Written exercise: Output, with no changes, the span of lines that opens with the line containing "Study the photo above. For every instance of the paving" and closes with the last line.

====== Task input

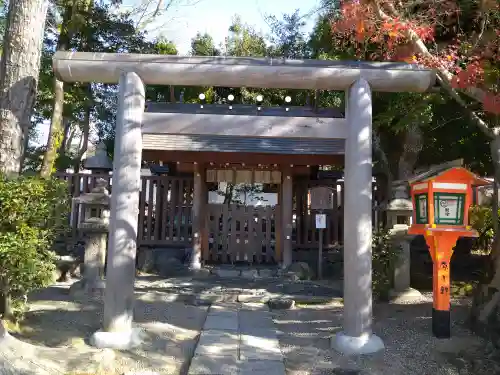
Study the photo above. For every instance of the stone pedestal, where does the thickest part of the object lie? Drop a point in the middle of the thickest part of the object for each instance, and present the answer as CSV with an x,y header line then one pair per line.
x,y
95,229
399,213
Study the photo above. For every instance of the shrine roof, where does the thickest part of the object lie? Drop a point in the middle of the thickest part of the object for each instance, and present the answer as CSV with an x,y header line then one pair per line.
x,y
449,171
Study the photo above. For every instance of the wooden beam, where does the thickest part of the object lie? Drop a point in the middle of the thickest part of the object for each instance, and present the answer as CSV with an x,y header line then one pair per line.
x,y
241,72
244,125
239,158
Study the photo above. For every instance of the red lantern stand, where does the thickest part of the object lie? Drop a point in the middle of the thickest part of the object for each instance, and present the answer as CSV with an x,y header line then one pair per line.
x,y
441,208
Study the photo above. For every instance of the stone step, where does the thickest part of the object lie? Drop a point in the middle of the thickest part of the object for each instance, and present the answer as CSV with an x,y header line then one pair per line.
x,y
238,339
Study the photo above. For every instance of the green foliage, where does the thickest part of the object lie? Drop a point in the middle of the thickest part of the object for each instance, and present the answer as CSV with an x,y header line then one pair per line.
x,y
384,256
33,213
481,219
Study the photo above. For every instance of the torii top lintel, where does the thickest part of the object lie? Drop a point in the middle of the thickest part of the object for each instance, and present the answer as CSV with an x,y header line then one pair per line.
x,y
241,72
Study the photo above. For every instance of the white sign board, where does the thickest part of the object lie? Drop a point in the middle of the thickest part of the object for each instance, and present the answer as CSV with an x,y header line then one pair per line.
x,y
320,221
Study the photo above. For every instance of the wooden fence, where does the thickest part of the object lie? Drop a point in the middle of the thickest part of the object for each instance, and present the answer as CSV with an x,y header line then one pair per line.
x,y
165,205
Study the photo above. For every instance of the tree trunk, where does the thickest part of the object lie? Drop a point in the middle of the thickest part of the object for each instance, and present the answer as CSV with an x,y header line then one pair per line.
x,y
85,139
20,68
5,301
386,168
56,132
411,149
486,297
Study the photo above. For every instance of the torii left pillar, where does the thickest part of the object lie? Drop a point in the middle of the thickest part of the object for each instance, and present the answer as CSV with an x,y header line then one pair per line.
x,y
117,332
357,336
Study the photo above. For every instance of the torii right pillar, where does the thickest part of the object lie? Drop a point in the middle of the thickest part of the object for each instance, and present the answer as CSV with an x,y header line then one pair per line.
x,y
357,336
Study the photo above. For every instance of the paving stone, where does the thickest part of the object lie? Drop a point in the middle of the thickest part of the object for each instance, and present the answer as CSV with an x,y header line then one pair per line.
x,y
262,345
227,273
267,273
252,298
262,367
252,320
223,320
213,365
249,274
216,343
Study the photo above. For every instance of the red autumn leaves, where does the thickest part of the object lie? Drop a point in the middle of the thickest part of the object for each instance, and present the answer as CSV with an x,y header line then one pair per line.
x,y
370,25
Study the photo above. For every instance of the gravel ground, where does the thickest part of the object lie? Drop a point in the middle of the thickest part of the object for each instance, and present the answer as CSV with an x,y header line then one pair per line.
x,y
406,331
59,327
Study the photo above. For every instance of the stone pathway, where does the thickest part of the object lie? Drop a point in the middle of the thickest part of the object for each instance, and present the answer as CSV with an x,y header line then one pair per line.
x,y
215,289
238,339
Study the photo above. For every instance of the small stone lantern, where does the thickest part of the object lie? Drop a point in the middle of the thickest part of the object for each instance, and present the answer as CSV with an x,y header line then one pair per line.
x,y
95,230
399,211
99,163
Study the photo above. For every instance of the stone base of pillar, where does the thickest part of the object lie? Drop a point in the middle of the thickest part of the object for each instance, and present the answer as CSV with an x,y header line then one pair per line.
x,y
117,340
82,289
408,295
349,345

============

The result:
Study the photo above. For every instance of the paving stone, where does the thickest part of the object lie? Drop a point in the middle of the thickest part of the object for each instance, and present the answer as CSV with an x,y header line then one pair per line.
x,y
262,345
227,273
267,273
252,298
262,367
252,320
223,320
213,365
249,274
216,343
Study the photo above. For every instance of the red autumn leaves, where does the thickest part of the object lie? Drop a point in the middle of the thickest part of the object for each instance, and present the answer as CSV with an x,y header line then one pair per line.
x,y
370,25
Study the photo above. For every instance of the gravel ground, where does the thickest part of the object lie? Drop a point in the middle of the thickest part of the object for each instance, and present the answer as CSV with an x,y header line then one pair per line.
x,y
406,331
59,327
Study the photo above. For every instance of the stone pathway, where does the thickest part of the object lie? Drop a point in the middle of the thickest part of the object for each instance, and present the answer as CSV with an x,y header line then one pair per line.
x,y
215,289
238,339
Study the photo above. For every instance of the small stone lantern, where does the thickest part of the object lie? Drop a point in the middle of the thickest part of the object for each instance, and present the answer as CSV with an x,y header line then one pair per line.
x,y
95,230
399,211
99,163
Study the photo above. For every instance of the stone base of pillar, where does the thickest part of the object lie? Drop a point in the middle of the thickest part of the object for each instance, and present the answer as CSV with an x,y header line then one pair per line.
x,y
117,340
82,289
408,295
349,345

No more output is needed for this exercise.